C. KN's Other Arguments

KN offers two other reasons for avoiding or limiting its liability, neither of which is persuasive. First, we do not accept KN's argument that, by contracting with FedEx to transport the cargo, KN effectively carried out its duty to take all necessary measures to avoid damage as required by Article 20 of the Convention. Forwarders, such as KN, assume the responsibility of a carrier, who actually executes the transport, even though the forwarder does not carry the merchandise itself. DHL Corp. v. Civil Aeronautics Bd., 584 F.2d 914 (9th Cir. 1978). "Article 20 requires of defendant proof . . . of an undertaking embracing all precautions that in sum are appropriate to the risk." Mfr. Hanover Trust Co. v. Alitalia Airlines, 429 F.Supp. 964, 967 (S.D.N.Y. 1977). The record does not contain any evidence that KN took all necessary measures to avoid damage to the cargo. In fact, KN failed to even offer any such proof at trial.

● **STORED RECORDS**:
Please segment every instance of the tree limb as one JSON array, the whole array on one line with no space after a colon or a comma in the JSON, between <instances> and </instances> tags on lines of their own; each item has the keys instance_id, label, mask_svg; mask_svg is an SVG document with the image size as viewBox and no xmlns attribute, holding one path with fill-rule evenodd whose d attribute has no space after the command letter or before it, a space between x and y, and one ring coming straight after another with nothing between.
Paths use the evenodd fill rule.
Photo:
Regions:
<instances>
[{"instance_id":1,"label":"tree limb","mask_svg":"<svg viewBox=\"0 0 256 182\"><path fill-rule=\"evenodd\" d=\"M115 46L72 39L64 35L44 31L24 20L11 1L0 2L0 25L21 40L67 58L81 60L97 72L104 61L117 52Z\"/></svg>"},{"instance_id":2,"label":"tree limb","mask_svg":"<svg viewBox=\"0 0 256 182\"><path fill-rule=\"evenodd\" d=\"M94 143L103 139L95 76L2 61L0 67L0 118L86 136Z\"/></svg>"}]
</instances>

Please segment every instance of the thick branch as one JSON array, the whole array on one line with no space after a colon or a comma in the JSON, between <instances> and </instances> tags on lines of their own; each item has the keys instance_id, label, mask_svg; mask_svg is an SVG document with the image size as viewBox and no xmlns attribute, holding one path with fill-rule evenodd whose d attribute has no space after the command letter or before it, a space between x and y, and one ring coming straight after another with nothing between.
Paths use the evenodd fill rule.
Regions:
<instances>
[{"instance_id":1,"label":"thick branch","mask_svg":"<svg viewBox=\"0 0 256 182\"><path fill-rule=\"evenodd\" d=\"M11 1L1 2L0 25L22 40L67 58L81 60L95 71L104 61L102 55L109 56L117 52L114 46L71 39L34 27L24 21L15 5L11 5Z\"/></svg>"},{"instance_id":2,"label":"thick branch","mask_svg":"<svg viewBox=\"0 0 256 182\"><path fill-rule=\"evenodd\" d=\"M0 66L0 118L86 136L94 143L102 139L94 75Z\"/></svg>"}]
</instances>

● **JOB 1**: Copy the records word for word, from the line containing "Please segment every instance of the thick" through the end of the records, including both of those lines.
● **JOB 2**: Carry on the court's discussion of KN's arguments against its liability for the cargo, starting right after the last sentence shown.

● **RIGHT ANSWER 1**:
Please segment every instance of the thick branch as one JSON array, the whole array on one line with no space after a colon or a comma in the JSON, between <instances> and </instances> tags on lines of their own; each item has the keys instance_id, label, mask_svg; mask_svg is an SVG document with the image size as viewBox and no xmlns attribute, holding one path with fill-rule evenodd whose d attribute has no space after the command letter or before it, a space between x and y, and one ring coming straight after another with nothing between.
Paths use the evenodd fill rule.
Regions:
<instances>
[{"instance_id":1,"label":"thick branch","mask_svg":"<svg viewBox=\"0 0 256 182\"><path fill-rule=\"evenodd\" d=\"M11 1L1 2L0 25L22 40L67 58L81 60L95 71L104 61L102 55L109 56L117 52L114 46L71 39L34 27L24 21L15 5L11 5Z\"/></svg>"},{"instance_id":2,"label":"thick branch","mask_svg":"<svg viewBox=\"0 0 256 182\"><path fill-rule=\"evenodd\" d=\"M0 66L0 118L86 136L94 143L102 139L94 75Z\"/></svg>"}]
</instances>

● **RIGHT ANSWER 2**:
Second, KN argues that its air waybill, which serves as the bill of lading for goods transported by air, prescribed the amount of damages available to Motorola. KN's air waybill included the following provision: "In cases of loss, damage or delay of part of the consignment, the weight to be taken into account in determining carrier's limit of liability shall be only the weight of the package or packages concerned." Although Article 33 of the Convention allows carriers to make "regulations which do not conflict with the provisions of this convention," Article 23 specifically states that "[a]ny provision tending to relieve the carrier of liability or to fix a lower limit than that which is laid down in this convention shall be null and void." To the extent that KN's air waybill provision may fix a lower liability limit here, where the damaged portion affected the entire shipment, the provision conflicts with and is null and void under Article 23.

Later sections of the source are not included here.